Items from a point labeling set:
——
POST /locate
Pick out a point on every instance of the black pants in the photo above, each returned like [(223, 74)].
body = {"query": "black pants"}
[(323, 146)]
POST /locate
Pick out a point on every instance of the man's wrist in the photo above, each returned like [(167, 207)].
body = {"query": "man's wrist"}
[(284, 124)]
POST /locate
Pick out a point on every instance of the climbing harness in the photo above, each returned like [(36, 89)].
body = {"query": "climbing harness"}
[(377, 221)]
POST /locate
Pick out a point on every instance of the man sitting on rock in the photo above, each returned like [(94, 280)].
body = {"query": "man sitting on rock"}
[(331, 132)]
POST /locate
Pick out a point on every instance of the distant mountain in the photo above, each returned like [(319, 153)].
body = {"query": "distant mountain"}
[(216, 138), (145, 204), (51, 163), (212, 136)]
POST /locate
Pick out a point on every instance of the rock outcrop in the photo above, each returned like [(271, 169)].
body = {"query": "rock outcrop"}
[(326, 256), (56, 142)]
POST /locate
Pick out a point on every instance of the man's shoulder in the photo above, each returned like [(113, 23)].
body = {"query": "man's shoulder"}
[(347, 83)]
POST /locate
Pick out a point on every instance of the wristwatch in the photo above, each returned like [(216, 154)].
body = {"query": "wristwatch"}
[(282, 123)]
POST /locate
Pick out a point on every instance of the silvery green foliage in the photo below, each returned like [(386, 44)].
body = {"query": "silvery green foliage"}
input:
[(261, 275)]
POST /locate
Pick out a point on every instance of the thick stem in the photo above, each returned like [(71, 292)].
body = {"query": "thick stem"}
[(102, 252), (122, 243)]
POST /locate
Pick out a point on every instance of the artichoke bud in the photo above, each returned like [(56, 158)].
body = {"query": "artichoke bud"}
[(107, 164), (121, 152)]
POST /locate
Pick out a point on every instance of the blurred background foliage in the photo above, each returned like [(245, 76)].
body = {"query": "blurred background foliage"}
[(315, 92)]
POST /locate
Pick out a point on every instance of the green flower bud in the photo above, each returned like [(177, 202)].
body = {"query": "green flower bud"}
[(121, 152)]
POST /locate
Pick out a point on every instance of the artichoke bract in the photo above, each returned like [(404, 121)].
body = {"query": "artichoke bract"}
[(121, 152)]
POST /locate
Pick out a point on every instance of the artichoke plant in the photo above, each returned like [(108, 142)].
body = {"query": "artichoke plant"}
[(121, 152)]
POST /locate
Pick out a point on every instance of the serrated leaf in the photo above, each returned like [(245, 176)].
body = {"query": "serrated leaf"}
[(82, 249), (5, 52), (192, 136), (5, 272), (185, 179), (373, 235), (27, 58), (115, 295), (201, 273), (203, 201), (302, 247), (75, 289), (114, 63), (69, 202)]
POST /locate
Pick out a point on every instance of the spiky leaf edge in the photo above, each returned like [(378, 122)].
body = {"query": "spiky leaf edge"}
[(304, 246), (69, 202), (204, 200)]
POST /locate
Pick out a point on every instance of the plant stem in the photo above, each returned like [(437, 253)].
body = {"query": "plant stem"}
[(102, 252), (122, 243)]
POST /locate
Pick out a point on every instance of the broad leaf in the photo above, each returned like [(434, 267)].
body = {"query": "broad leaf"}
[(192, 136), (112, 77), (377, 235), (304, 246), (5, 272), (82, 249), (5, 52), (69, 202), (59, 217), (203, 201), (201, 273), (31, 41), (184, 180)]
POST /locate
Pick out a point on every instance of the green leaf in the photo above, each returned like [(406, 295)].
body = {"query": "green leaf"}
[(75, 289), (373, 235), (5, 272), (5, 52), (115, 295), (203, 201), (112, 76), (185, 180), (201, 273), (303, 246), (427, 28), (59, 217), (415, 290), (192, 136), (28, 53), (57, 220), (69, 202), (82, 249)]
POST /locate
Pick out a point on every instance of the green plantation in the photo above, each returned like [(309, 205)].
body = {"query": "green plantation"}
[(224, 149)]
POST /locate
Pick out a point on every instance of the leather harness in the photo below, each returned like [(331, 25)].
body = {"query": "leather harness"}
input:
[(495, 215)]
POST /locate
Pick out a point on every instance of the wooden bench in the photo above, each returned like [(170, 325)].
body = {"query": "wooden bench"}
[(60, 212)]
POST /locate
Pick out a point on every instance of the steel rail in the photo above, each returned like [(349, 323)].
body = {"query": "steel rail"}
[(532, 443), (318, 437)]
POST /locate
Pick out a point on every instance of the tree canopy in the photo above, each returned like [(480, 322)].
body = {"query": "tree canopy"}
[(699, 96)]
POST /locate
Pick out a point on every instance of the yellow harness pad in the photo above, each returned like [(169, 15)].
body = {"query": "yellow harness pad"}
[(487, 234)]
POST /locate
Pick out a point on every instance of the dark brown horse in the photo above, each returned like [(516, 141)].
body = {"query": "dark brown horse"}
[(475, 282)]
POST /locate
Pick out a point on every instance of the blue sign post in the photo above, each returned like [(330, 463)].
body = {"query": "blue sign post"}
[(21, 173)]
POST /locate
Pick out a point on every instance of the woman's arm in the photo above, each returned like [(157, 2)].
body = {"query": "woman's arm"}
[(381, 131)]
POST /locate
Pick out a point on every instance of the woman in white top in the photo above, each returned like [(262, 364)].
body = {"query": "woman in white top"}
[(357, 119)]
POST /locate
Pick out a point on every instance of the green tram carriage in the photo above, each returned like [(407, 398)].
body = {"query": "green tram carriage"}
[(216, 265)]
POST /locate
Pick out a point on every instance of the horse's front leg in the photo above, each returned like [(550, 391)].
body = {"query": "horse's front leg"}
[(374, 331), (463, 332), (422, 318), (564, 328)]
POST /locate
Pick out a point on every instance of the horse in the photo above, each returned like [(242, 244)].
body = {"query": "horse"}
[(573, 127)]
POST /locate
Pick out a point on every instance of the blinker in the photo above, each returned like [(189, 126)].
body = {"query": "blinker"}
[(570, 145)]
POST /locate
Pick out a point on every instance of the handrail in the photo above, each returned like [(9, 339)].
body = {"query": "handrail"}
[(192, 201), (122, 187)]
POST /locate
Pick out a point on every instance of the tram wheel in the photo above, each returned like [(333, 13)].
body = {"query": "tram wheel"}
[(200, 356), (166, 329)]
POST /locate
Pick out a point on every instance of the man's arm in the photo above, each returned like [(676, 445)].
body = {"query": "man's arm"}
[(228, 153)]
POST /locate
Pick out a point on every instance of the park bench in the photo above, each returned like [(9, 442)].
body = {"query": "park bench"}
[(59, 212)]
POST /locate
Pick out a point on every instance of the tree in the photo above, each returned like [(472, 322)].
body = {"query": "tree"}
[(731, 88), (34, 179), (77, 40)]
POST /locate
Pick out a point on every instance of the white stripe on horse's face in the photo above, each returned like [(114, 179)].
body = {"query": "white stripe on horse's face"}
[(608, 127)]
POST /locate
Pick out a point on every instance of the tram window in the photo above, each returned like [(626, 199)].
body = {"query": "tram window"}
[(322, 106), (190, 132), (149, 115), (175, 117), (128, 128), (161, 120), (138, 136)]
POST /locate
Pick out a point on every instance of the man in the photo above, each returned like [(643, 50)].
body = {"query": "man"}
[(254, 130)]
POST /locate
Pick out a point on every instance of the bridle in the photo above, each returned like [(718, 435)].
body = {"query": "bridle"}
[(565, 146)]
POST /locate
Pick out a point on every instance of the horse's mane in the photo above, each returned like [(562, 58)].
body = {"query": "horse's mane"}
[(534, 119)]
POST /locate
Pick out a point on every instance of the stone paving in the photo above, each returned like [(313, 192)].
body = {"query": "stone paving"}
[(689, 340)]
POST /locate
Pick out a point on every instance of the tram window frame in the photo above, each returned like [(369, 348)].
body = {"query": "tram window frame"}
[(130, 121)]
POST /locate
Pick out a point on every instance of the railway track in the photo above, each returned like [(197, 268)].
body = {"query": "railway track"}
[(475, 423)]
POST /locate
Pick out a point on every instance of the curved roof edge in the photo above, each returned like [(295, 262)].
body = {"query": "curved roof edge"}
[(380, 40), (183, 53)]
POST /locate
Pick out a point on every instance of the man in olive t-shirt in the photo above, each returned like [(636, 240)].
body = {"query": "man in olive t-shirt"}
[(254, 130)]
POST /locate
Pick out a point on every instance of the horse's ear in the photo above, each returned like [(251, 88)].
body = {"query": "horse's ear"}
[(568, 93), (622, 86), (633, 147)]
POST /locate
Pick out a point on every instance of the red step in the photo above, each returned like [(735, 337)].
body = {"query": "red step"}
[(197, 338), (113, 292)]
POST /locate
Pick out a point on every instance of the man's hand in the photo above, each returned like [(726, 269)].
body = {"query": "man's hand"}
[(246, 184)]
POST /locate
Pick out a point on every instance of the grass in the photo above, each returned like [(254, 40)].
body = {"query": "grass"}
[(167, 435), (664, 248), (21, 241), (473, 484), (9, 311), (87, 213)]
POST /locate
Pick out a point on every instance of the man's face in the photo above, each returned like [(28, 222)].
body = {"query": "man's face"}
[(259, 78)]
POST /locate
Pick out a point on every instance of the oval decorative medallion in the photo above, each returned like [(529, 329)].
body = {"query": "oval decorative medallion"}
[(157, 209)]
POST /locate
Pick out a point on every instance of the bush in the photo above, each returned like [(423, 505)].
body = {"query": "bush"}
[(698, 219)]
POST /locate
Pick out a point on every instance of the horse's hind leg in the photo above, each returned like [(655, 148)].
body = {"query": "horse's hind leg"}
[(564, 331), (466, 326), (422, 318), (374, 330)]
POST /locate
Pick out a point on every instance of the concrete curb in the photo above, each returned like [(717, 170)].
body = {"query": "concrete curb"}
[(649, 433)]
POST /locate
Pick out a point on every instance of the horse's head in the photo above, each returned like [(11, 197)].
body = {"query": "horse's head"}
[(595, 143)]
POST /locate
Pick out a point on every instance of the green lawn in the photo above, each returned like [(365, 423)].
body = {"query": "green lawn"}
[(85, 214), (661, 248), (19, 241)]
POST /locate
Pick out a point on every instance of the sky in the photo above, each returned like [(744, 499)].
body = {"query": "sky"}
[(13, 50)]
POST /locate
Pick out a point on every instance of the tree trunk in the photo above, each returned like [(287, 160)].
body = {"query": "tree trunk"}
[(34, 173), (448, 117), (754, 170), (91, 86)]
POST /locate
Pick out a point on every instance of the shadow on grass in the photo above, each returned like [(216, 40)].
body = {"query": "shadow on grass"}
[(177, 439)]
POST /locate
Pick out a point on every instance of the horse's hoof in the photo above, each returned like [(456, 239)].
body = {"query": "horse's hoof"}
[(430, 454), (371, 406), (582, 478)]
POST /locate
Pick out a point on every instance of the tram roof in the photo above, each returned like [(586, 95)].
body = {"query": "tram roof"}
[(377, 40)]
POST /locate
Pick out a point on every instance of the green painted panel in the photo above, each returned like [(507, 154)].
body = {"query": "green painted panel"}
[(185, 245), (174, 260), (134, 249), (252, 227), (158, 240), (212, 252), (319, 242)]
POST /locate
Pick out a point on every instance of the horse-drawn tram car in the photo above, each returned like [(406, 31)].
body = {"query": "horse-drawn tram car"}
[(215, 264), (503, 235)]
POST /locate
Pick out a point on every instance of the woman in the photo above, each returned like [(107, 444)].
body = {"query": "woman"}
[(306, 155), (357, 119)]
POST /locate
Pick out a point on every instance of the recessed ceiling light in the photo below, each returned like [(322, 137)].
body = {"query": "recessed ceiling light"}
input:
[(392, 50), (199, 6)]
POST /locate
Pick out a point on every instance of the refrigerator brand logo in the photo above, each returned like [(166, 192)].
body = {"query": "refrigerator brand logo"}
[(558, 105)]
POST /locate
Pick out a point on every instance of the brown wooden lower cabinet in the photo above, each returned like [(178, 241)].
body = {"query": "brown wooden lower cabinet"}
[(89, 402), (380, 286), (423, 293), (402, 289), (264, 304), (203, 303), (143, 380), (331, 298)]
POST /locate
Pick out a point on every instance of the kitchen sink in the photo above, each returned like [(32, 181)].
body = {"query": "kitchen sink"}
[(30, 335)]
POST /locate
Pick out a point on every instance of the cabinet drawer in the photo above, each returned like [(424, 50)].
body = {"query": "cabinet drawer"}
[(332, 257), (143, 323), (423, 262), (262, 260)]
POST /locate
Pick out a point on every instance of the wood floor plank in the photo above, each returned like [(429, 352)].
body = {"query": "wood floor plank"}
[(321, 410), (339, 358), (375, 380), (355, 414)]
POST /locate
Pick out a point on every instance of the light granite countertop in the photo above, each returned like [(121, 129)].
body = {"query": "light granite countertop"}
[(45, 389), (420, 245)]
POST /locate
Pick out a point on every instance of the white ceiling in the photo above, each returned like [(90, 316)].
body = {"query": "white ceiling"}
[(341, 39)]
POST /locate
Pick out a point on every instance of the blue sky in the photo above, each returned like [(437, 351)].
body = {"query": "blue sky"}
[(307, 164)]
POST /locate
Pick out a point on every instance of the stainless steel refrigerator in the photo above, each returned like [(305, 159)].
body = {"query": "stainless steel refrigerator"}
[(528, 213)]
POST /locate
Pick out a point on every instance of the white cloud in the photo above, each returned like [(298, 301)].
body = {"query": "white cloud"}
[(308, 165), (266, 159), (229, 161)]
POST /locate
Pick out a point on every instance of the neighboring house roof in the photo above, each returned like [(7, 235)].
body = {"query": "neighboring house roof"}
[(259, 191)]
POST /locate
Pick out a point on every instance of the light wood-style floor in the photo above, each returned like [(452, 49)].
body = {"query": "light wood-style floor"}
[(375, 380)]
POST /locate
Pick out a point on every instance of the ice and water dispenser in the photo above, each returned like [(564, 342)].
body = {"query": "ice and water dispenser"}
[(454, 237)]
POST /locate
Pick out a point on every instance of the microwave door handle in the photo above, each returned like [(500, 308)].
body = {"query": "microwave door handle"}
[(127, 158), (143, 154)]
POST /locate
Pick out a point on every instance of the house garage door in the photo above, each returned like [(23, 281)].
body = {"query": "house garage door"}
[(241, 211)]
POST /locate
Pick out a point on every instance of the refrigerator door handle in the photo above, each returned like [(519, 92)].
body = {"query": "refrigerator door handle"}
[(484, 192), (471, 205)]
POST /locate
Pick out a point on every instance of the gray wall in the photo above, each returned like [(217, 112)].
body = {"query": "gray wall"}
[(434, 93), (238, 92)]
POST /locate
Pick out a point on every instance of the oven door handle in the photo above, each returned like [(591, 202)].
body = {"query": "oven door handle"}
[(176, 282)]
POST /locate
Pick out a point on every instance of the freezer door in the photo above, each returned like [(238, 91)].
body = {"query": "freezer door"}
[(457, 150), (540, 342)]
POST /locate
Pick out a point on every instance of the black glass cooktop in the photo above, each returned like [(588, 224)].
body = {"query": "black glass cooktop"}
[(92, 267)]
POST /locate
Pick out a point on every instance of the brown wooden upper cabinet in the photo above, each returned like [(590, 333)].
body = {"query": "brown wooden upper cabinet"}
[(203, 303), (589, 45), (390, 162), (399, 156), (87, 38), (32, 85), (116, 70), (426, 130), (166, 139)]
——
Starting at the beginning of the items and ending at the line containing "[(323, 146)]", write those lines out again with "black pants" swapped for "gray jeans" and nothing else changed.

> _Reply_
POST /locate
Pick out a point on every instance of the gray jeans in the photo above, each returned like [(223, 74)].
body = {"query": "gray jeans"}
[(323, 146)]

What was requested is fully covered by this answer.